WORK REQUIRED:
Which lines in the listing below contain the word "house"? Report each one in full.

= = = =

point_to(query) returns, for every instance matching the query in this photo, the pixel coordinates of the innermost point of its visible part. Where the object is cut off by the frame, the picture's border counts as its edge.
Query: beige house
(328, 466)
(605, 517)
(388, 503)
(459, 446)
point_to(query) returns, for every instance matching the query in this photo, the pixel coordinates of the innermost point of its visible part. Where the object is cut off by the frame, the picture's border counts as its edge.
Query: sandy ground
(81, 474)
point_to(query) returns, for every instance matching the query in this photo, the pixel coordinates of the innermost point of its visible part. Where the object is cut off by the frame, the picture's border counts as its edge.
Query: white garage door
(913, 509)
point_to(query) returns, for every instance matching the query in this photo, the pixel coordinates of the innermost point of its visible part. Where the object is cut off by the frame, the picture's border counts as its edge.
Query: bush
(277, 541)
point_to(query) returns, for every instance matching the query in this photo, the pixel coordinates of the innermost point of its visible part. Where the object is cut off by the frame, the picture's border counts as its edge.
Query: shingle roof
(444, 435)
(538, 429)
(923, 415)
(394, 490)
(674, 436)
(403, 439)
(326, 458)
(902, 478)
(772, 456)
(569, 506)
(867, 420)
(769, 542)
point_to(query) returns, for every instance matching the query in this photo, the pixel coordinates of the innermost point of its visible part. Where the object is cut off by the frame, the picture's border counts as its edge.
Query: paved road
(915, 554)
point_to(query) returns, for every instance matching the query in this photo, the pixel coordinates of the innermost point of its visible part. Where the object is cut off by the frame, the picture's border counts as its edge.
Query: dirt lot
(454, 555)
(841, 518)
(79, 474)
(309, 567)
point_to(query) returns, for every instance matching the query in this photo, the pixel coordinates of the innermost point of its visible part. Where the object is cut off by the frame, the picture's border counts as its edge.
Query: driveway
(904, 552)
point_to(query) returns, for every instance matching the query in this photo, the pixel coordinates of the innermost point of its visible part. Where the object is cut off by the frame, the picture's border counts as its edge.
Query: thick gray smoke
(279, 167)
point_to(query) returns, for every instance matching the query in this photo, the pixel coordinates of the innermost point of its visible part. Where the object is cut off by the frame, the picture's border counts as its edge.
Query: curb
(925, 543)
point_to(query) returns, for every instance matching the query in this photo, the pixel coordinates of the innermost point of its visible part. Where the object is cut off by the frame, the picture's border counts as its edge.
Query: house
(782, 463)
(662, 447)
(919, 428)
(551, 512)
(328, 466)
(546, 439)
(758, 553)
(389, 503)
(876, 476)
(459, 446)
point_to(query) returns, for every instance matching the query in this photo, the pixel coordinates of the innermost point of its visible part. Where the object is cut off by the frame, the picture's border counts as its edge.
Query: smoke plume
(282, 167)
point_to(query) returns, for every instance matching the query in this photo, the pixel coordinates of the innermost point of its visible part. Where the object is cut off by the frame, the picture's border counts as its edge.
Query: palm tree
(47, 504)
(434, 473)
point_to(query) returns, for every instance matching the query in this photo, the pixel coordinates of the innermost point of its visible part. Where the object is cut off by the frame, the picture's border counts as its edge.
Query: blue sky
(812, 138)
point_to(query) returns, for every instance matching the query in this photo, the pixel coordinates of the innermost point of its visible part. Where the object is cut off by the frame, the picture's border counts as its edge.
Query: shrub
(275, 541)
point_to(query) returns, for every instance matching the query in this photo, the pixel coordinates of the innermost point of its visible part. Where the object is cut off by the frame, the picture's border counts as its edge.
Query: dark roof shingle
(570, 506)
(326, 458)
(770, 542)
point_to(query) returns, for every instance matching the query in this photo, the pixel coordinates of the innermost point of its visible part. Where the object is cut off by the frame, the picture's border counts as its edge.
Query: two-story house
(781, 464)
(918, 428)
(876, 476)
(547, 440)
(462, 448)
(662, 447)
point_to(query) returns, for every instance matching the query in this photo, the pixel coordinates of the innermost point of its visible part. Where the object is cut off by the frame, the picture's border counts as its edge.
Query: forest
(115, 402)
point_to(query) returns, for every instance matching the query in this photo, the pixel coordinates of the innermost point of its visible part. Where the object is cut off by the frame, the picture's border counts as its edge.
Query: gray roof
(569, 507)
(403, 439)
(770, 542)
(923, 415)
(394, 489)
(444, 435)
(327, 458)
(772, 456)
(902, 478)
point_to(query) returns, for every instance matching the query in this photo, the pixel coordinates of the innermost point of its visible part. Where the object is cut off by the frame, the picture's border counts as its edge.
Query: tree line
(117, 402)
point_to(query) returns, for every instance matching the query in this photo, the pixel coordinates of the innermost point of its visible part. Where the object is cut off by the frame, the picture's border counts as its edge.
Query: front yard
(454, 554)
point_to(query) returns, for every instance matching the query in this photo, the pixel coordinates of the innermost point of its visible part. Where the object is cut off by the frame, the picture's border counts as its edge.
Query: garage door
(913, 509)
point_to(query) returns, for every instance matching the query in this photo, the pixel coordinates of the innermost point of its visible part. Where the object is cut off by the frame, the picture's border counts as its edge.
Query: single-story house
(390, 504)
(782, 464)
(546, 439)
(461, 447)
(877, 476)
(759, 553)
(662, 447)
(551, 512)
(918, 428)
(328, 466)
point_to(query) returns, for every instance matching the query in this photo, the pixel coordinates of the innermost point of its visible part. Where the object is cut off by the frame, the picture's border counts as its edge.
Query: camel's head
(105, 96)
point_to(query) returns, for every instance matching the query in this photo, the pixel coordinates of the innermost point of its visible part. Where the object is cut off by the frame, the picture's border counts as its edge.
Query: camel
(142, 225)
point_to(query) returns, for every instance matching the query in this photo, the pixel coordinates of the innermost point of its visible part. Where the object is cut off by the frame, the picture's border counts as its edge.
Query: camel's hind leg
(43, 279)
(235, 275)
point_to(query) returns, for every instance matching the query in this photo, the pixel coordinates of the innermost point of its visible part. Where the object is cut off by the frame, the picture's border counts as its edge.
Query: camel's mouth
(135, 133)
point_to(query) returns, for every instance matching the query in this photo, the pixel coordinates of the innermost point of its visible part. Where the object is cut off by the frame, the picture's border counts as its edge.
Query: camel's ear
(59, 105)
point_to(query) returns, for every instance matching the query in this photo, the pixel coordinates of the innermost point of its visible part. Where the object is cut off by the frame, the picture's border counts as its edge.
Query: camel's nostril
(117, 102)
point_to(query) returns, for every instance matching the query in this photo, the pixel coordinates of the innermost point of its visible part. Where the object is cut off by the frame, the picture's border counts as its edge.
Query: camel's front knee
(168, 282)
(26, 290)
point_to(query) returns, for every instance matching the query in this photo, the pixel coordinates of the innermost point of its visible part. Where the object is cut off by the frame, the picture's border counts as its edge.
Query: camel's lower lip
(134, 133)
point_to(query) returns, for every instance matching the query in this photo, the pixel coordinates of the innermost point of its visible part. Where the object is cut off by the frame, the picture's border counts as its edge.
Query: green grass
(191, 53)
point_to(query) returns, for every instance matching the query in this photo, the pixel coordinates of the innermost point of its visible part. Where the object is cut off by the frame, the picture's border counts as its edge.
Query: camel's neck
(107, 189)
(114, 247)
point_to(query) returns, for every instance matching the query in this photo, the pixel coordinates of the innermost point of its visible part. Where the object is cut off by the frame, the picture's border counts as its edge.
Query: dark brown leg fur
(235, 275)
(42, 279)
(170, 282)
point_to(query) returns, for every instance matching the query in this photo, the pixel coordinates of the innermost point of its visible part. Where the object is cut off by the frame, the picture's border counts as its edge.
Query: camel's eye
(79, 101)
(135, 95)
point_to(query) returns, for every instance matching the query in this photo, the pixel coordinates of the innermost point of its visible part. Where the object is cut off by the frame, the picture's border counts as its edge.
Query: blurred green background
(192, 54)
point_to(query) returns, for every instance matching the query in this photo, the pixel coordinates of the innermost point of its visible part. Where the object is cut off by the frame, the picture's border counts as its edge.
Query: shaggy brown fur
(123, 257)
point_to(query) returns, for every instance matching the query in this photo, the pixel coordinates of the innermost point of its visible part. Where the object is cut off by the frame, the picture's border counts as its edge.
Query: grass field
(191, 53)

= = = =

ANSWER TO THE TASK:
Query: beige house
Query: house
Query: two-story house
Query: single-story house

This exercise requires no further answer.